Written instruction> Rewrite the lines starting at the one containing "of the stainless" and ending at the one containing "[[28,188],[24,187],[0,202],[0,208],[27,208]]", changing "dishwasher" to "oven" and leaving everything else the same.

___

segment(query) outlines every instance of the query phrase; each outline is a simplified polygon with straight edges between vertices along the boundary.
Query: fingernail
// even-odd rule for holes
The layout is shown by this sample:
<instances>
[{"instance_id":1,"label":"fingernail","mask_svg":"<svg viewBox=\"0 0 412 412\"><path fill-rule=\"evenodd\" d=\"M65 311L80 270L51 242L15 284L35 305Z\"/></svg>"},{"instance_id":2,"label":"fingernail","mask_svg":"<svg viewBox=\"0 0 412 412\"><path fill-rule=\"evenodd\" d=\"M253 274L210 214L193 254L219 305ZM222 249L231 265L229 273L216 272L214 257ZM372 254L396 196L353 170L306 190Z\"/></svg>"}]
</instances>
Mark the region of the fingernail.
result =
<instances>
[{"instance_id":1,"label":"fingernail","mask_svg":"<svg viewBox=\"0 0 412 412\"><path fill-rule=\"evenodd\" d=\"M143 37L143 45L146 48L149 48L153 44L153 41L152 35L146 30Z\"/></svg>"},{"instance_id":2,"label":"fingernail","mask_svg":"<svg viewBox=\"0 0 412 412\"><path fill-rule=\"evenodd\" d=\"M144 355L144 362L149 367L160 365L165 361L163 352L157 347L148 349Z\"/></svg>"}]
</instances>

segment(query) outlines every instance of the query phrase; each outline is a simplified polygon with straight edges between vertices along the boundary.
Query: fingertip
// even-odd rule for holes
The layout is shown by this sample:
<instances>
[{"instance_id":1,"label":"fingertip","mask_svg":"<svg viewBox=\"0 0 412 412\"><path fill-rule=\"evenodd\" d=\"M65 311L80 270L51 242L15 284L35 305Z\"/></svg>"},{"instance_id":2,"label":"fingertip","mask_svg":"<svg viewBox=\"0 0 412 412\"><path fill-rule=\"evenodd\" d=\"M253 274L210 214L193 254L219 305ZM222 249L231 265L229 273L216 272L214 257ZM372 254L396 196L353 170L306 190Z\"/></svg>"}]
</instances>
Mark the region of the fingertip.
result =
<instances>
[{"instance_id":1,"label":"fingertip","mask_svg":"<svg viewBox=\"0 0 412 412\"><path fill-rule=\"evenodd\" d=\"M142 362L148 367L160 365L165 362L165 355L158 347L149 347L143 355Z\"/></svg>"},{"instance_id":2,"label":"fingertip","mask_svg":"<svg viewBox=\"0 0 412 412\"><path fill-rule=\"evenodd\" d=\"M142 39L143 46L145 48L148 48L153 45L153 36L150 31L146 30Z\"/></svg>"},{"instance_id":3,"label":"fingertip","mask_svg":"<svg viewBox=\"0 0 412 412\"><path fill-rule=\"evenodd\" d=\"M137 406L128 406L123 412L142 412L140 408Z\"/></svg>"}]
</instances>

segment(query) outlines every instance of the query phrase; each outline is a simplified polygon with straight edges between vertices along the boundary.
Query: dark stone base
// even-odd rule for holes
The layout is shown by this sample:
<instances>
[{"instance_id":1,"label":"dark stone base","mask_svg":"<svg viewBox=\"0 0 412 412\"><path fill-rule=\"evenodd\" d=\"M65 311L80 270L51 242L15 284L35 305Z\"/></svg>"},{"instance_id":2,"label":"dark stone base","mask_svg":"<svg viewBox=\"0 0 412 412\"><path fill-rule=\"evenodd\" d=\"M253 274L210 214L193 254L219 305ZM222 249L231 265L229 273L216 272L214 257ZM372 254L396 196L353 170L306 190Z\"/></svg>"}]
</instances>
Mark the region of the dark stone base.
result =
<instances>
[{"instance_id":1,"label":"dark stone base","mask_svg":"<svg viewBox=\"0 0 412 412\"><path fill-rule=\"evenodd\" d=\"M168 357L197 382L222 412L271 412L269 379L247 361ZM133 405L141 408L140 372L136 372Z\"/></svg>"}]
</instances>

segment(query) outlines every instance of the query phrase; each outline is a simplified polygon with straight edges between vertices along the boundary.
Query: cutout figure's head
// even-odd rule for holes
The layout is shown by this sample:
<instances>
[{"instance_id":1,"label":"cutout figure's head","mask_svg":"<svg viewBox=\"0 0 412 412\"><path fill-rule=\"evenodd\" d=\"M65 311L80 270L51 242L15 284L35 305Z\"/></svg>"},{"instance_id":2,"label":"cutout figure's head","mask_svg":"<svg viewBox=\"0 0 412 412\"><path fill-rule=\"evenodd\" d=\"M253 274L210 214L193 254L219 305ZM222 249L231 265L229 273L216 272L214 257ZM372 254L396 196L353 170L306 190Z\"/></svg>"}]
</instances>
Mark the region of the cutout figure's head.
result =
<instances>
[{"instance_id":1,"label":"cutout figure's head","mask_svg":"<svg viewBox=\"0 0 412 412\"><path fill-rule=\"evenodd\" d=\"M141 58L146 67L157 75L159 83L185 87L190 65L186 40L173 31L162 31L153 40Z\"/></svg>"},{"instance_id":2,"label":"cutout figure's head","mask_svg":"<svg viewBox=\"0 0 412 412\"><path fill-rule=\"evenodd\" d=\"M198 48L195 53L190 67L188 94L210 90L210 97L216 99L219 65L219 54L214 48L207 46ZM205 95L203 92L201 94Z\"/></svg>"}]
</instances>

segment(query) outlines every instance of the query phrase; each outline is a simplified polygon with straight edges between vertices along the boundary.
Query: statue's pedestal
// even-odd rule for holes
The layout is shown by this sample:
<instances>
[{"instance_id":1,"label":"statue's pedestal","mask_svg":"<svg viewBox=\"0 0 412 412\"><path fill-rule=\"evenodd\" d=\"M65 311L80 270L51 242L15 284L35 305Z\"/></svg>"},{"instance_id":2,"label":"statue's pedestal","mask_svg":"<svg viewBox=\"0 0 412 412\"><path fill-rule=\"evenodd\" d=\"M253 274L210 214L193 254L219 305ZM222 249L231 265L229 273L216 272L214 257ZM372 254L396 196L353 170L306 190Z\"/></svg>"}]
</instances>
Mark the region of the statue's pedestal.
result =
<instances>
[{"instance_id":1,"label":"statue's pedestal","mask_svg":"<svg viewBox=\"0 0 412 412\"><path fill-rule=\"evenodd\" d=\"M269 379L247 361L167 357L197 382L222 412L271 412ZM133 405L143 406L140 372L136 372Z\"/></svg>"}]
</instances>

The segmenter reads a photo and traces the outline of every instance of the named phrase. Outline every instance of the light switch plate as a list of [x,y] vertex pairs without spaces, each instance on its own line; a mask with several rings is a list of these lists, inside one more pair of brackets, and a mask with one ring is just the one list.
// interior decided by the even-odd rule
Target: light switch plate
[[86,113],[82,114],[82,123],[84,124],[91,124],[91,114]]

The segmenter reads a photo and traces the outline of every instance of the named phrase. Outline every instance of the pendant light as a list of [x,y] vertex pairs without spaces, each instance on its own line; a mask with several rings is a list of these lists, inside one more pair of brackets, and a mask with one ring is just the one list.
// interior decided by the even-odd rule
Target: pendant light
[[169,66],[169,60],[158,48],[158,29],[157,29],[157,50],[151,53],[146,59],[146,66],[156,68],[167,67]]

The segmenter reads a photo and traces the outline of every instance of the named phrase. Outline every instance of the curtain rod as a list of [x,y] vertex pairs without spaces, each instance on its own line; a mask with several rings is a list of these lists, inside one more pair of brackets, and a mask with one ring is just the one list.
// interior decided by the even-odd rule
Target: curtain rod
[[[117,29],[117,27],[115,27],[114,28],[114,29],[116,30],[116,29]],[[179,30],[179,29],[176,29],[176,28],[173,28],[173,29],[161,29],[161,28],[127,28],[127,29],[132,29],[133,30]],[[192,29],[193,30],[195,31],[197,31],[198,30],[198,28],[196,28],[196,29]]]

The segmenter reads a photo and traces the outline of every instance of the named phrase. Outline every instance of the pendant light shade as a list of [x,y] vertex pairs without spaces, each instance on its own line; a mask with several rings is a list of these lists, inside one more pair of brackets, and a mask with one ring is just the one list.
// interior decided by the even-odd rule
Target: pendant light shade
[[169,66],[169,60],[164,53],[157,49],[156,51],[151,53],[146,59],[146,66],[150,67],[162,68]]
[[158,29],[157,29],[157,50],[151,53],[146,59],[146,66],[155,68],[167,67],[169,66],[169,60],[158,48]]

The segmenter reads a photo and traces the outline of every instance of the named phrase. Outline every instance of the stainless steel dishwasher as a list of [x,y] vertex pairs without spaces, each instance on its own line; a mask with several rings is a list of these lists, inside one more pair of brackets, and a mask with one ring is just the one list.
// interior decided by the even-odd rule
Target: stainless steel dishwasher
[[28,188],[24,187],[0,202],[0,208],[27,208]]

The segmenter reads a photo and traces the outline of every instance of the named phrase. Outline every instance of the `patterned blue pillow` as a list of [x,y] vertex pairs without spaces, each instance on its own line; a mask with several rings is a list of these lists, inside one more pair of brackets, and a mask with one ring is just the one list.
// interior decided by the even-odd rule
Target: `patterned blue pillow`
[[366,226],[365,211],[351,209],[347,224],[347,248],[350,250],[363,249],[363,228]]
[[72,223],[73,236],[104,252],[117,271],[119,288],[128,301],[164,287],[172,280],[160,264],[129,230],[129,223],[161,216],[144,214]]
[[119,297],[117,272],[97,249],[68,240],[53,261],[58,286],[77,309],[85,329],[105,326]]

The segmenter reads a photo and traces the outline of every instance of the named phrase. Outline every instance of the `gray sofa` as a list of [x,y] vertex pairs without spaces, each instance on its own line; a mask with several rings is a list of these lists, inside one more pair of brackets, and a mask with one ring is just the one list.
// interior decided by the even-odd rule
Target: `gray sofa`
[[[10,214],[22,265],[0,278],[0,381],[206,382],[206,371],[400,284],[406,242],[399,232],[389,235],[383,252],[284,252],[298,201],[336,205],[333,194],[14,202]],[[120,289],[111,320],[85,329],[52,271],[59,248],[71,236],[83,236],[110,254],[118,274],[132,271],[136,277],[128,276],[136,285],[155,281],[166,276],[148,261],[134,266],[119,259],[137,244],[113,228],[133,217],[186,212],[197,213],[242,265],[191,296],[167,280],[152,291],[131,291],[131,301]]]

___

Solution for this task>
The segmenter reads a photo and traces the outline of every instance of the named phrase. Outline every instance of the stainless steel oven as a list of [x,y] vertex pairs without spaces, each instance on its own line; a mask with several rings is a list of these lists, inside one more pair of brackets, and a mask with one ring is just the one list.
// interior decided by the even-odd rule
Target: stainless steel oven
[[28,188],[24,187],[0,202],[0,208],[27,208]]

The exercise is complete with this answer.